- _Work task_:
Return each line below holding the string "green".

- _Dataset content_:
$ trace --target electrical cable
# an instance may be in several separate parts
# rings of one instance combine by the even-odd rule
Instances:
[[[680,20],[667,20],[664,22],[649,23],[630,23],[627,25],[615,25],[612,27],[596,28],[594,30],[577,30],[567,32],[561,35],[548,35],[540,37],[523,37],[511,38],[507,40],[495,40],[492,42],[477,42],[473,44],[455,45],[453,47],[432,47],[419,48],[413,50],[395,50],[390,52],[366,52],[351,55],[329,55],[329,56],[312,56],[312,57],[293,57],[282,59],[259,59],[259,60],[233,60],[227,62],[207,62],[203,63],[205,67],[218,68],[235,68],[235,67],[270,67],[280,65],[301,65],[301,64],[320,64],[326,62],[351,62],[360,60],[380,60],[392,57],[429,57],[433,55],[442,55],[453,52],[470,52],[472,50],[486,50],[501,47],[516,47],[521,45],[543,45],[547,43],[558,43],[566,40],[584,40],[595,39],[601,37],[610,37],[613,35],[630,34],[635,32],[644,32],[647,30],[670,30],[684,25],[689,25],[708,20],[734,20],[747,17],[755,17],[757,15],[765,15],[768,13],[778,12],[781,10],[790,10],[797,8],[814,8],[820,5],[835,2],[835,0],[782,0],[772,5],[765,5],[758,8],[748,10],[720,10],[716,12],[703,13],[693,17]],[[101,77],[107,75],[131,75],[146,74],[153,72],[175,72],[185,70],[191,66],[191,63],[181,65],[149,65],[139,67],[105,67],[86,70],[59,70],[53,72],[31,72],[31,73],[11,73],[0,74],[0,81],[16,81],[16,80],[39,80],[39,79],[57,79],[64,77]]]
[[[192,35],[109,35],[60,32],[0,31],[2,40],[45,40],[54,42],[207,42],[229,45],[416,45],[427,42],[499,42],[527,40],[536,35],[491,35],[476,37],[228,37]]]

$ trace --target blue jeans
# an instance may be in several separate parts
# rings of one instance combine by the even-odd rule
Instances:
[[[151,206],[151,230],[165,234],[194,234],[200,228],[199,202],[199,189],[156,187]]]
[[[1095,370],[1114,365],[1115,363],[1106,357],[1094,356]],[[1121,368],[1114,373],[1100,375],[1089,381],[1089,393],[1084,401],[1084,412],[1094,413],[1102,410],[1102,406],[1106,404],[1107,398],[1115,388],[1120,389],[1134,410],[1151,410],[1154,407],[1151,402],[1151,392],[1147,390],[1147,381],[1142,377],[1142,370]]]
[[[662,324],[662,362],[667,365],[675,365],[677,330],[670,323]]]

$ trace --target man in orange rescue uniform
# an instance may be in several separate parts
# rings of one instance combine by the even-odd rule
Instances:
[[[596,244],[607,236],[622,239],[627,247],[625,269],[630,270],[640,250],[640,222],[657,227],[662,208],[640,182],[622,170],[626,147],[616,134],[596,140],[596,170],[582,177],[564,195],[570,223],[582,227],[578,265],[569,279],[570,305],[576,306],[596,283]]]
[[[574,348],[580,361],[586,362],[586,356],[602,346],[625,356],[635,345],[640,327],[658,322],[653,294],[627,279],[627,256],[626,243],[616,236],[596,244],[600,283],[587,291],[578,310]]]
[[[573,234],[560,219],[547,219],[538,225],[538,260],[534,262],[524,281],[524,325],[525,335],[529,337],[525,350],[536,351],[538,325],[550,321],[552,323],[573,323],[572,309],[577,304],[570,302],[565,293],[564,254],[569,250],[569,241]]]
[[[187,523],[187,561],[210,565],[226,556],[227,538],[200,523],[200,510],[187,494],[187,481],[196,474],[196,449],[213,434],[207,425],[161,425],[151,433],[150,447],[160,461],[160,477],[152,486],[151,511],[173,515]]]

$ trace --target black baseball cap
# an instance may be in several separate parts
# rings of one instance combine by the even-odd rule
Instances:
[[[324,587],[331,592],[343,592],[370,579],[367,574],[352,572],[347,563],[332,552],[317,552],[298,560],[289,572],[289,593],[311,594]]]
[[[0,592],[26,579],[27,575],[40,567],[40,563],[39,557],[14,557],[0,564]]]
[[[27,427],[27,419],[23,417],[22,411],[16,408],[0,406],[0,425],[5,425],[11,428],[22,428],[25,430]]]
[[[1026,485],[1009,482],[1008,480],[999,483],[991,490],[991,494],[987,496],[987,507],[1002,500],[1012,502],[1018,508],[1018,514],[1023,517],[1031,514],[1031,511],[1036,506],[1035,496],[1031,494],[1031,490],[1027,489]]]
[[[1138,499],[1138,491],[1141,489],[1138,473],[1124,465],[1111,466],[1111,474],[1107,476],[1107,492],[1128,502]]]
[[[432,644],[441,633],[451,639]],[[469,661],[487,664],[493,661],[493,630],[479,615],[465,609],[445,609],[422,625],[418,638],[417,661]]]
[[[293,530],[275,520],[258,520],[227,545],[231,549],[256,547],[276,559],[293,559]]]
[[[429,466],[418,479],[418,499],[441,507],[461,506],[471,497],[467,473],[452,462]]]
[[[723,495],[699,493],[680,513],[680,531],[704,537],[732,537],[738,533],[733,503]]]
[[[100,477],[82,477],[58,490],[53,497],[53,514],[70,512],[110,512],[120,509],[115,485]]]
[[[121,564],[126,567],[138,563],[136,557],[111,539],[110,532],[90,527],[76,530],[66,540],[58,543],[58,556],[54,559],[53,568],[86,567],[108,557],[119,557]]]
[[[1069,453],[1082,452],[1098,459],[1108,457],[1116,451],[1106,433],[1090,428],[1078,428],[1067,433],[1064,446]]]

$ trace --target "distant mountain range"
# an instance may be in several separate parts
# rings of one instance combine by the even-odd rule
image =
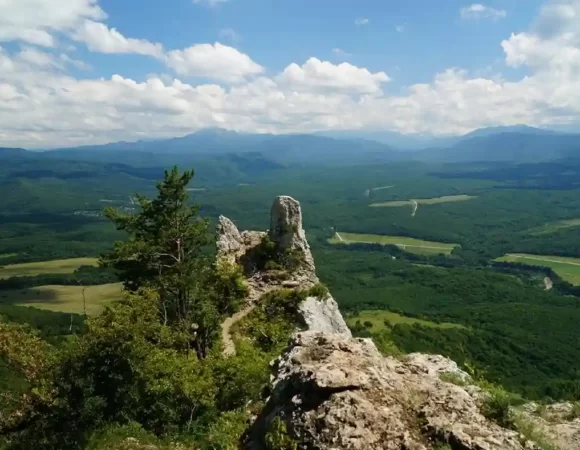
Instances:
[[[228,160],[228,164],[241,164],[248,169],[253,162],[260,167],[312,164],[347,166],[404,160],[517,163],[580,156],[580,134],[565,134],[524,125],[483,128],[464,136],[447,138],[404,136],[392,132],[379,134],[341,131],[272,135],[214,128],[172,139],[115,142],[45,152],[0,149],[0,158],[18,156],[114,162],[134,167],[164,167],[172,164],[199,166]],[[379,138],[382,142],[379,142]],[[409,148],[413,146],[415,149],[410,151]]]

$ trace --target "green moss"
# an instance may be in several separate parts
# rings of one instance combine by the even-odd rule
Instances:
[[[322,283],[315,284],[308,290],[308,296],[317,297],[321,300],[327,298],[329,293],[328,288]]]

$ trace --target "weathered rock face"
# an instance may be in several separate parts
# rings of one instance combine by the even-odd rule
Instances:
[[[302,209],[297,200],[284,195],[276,197],[270,211],[270,237],[282,250],[303,252],[306,264],[314,269],[310,246],[302,228]]]
[[[310,331],[341,334],[352,337],[338,305],[331,295],[325,299],[308,297],[300,305],[300,313]]]
[[[246,252],[246,246],[238,228],[227,217],[220,216],[217,225],[218,255],[234,262]]]
[[[245,448],[265,448],[276,418],[298,449],[534,448],[483,417],[463,388],[419,364],[384,358],[370,340],[299,333],[275,362],[272,396]]]
[[[523,414],[558,450],[580,449],[580,417],[574,414],[572,403],[528,403]]]

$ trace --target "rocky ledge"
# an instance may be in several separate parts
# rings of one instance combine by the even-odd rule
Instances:
[[[243,265],[248,277],[250,295],[241,316],[265,292],[281,287],[308,289],[318,283],[300,204],[291,197],[274,201],[268,232],[240,233],[230,220],[220,217],[218,235],[218,256]],[[304,264],[284,281],[252,264],[251,255],[266,236],[279,249],[303,255]],[[272,363],[272,393],[242,448],[540,448],[485,418],[480,411],[481,390],[442,381],[442,373],[452,373],[455,379],[469,382],[469,375],[453,361],[419,353],[402,359],[384,357],[371,340],[352,337],[330,295],[306,299],[301,313],[307,331],[295,333],[286,351]],[[283,435],[282,443],[269,440],[272,430]],[[562,449],[568,448],[580,447]]]

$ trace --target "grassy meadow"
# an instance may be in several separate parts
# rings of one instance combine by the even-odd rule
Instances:
[[[0,303],[30,306],[48,311],[83,314],[83,289],[88,315],[95,315],[112,300],[121,298],[121,284],[98,286],[36,286],[0,291]]]
[[[405,236],[384,236],[380,234],[336,233],[331,239],[331,244],[381,244],[396,245],[410,253],[418,254],[450,254],[457,244],[444,242],[424,241]]]
[[[390,329],[391,327],[399,324],[407,324],[407,325],[421,325],[424,327],[433,327],[433,328],[441,328],[441,329],[451,329],[451,328],[465,328],[463,325],[459,325],[456,323],[436,323],[431,322],[428,320],[422,319],[415,319],[413,317],[406,317],[402,316],[401,314],[397,314],[391,311],[386,310],[365,310],[361,311],[356,315],[348,316],[346,321],[349,326],[353,326],[356,322],[360,321],[361,324],[365,322],[369,322],[372,324],[372,327],[369,328],[369,331],[373,333],[381,332],[386,329]]]
[[[73,273],[82,266],[97,266],[96,258],[71,258],[53,261],[8,264],[0,266],[0,279],[11,277],[30,277],[45,274]]]
[[[435,198],[415,198],[410,200],[397,200],[391,202],[381,202],[381,203],[371,203],[369,206],[373,208],[383,208],[383,207],[400,207],[400,206],[412,206],[413,202],[417,202],[419,205],[437,205],[439,203],[452,203],[452,202],[465,202],[477,197],[472,195],[445,195],[443,197]]]
[[[509,253],[496,261],[515,262],[529,266],[550,267],[554,272],[569,283],[580,286],[580,258],[568,258],[552,255],[529,255],[525,253]]]

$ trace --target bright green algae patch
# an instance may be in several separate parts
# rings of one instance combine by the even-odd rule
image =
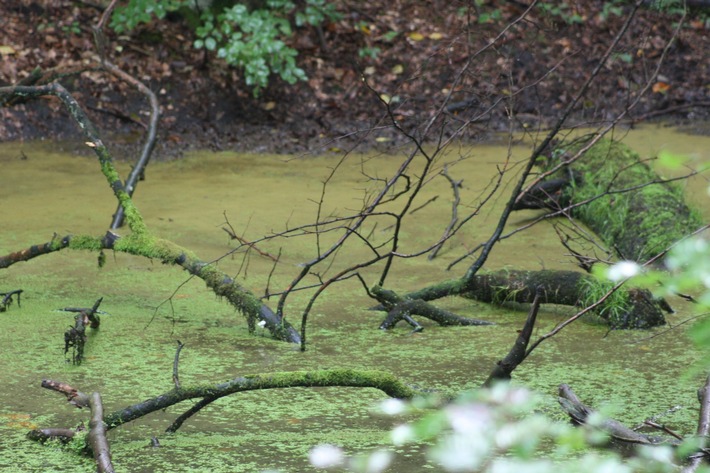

- _Your response_:
$ trace --target "green moss"
$ trace --target bright green algae patch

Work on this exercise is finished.